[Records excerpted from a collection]
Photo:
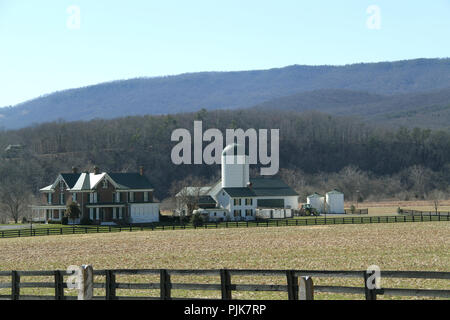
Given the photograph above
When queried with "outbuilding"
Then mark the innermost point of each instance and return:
(335, 202)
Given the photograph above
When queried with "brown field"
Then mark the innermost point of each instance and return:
(397, 246)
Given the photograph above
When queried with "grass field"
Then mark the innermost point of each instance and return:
(398, 246)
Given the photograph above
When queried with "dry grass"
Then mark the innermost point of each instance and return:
(397, 246)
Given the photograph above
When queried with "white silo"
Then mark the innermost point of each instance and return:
(316, 201)
(235, 167)
(335, 202)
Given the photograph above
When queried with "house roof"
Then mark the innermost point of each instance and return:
(193, 191)
(131, 180)
(88, 181)
(202, 200)
(334, 192)
(315, 195)
(70, 178)
(271, 203)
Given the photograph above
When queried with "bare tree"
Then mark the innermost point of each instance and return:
(436, 197)
(14, 198)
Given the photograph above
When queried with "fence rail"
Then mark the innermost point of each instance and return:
(425, 213)
(356, 211)
(298, 283)
(321, 220)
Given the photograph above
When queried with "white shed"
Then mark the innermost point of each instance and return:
(335, 202)
(316, 201)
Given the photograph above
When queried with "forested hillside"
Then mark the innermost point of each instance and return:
(227, 90)
(317, 151)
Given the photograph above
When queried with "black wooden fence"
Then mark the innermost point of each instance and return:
(226, 286)
(321, 220)
(356, 211)
(424, 213)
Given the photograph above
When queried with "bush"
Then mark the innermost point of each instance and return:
(197, 220)
(85, 220)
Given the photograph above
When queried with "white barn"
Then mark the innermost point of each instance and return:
(239, 197)
(335, 201)
(316, 201)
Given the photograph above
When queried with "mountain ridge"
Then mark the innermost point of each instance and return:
(212, 90)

• Required action: Show me all lines in the records that contain "field".

• Response to the exercise:
When queried with "brown field"
When queried with "grass field"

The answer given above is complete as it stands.